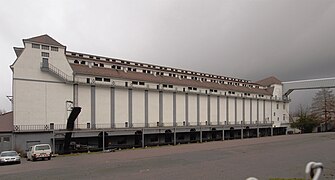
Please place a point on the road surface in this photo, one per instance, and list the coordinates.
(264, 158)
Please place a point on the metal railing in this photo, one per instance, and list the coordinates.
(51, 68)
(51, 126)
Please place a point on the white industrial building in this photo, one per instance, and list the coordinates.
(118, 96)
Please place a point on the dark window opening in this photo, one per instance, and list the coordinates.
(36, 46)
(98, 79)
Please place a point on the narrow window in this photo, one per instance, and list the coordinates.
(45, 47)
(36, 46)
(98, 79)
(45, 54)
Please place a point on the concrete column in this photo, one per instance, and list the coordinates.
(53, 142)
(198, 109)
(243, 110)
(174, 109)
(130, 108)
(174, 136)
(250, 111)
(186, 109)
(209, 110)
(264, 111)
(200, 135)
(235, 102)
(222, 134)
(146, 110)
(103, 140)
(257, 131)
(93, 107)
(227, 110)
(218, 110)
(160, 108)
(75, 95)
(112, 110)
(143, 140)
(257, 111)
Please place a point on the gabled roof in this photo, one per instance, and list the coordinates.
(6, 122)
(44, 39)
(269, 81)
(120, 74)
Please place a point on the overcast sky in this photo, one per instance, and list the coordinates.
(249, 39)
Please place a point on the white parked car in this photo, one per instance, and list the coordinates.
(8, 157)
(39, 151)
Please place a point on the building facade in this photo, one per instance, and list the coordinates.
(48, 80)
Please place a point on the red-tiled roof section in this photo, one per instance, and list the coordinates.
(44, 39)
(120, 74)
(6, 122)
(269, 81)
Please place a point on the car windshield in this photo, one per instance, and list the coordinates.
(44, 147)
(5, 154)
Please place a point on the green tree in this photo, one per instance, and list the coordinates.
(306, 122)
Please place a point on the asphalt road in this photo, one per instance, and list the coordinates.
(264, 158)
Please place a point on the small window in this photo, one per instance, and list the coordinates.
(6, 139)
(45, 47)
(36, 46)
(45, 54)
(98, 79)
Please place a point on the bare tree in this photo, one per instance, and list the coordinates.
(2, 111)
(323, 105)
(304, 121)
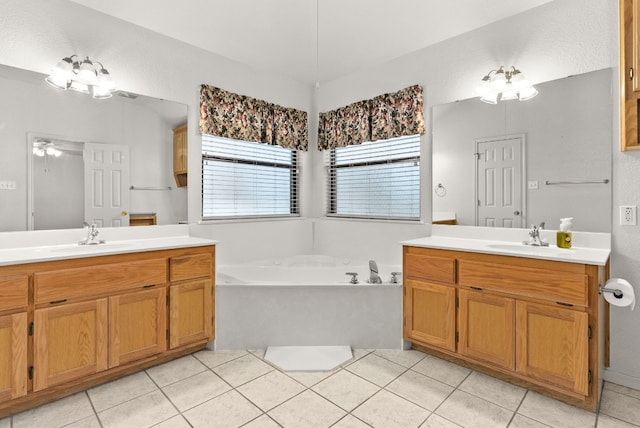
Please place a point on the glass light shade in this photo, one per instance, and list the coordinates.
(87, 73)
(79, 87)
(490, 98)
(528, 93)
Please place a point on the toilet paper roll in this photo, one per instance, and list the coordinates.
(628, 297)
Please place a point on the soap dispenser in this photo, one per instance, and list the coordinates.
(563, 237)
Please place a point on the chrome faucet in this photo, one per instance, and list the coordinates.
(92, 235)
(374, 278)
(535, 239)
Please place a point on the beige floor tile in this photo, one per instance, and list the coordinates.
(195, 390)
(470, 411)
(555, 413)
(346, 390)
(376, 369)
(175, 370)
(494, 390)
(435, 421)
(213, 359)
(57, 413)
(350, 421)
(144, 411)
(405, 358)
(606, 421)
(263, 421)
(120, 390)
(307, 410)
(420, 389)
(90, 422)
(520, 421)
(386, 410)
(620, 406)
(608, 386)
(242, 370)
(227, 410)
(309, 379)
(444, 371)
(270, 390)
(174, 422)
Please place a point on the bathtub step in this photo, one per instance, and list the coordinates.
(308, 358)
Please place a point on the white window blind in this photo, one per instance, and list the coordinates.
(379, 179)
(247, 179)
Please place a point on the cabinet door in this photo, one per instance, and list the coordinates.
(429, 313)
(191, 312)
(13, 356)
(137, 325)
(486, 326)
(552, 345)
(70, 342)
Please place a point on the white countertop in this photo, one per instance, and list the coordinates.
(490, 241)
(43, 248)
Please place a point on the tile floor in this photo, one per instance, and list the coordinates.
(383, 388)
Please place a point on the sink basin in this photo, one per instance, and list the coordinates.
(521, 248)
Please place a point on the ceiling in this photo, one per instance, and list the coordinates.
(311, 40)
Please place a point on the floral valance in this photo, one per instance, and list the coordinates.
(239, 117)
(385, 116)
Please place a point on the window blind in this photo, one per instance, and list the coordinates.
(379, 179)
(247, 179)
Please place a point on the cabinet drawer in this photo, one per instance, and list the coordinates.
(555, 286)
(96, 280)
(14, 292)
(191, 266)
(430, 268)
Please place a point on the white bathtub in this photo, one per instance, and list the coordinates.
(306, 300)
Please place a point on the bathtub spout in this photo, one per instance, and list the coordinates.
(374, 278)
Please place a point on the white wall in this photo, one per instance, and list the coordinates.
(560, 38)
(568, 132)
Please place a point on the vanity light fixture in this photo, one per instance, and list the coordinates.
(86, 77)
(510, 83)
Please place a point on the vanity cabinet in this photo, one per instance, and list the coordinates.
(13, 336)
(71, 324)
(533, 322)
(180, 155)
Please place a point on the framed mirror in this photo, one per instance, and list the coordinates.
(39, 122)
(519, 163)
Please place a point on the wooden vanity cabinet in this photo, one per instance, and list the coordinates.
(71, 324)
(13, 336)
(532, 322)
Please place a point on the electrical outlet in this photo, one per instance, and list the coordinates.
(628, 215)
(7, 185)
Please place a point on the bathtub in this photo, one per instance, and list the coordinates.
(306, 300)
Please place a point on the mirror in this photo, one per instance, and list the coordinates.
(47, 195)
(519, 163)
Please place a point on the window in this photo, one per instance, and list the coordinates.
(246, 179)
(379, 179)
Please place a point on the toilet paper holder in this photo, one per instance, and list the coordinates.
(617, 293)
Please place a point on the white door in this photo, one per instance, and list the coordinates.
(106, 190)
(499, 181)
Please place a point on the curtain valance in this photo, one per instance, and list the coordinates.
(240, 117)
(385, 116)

--

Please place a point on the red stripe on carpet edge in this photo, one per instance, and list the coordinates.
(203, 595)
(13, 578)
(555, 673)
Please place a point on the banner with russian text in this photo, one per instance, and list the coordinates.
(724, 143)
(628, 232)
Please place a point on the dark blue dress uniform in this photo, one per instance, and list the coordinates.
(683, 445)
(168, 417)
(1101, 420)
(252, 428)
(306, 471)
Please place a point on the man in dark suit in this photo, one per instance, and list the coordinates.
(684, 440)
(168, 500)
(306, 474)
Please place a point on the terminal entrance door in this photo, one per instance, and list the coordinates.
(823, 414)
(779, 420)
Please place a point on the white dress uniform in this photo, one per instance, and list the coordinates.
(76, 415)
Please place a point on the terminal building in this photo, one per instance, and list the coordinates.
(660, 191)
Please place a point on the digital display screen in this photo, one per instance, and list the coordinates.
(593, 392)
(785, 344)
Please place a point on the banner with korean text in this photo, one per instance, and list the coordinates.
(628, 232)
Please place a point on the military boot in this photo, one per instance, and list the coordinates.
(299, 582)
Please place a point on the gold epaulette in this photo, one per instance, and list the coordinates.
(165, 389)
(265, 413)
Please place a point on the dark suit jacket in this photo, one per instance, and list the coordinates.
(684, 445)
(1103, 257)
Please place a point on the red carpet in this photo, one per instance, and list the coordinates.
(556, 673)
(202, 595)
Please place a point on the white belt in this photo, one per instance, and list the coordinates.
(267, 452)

==

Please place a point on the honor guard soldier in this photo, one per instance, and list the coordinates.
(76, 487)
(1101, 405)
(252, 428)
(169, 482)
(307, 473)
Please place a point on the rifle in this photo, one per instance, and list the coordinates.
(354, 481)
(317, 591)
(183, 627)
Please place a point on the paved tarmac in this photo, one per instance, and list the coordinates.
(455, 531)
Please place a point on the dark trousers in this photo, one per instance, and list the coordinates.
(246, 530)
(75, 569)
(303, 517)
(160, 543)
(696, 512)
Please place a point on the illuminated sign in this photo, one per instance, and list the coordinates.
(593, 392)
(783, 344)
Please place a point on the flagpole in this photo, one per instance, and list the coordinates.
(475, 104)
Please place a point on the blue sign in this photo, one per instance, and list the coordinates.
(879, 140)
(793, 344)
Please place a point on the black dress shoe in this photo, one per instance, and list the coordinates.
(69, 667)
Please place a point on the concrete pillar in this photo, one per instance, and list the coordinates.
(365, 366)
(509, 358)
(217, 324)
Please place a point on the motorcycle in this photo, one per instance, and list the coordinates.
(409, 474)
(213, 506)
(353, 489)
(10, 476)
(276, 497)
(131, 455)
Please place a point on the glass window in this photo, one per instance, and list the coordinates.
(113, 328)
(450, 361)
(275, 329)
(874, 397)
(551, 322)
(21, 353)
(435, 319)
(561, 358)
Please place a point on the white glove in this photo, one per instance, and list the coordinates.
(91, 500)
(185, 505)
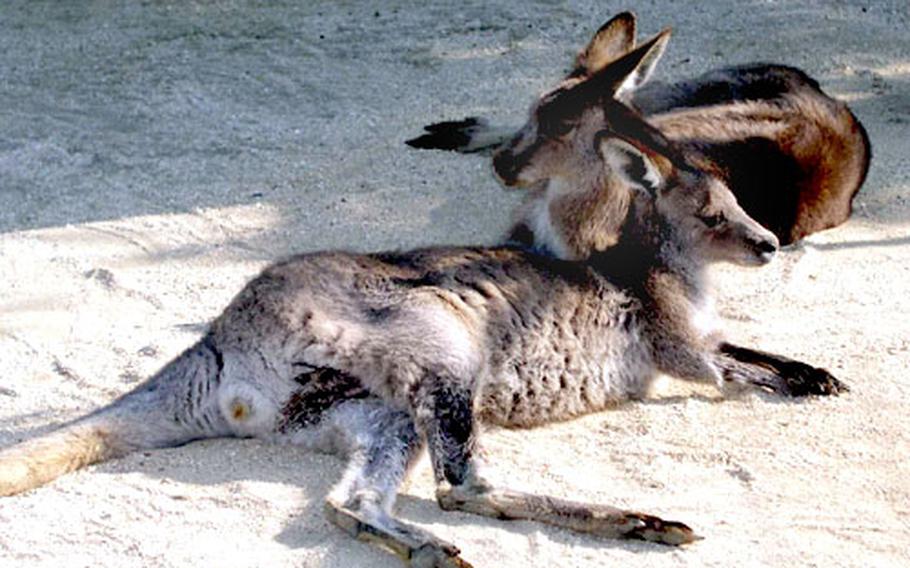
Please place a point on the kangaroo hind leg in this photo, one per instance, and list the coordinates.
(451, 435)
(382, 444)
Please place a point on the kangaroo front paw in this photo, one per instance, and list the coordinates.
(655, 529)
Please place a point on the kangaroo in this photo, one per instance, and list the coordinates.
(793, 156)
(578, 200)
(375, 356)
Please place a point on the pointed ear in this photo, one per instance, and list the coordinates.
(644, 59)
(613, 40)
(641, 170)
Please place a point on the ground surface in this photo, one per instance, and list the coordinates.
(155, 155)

> _Given request_:
How many lines in the material above contain the word "building"? Reply with the number alone.

> _Full output_:
3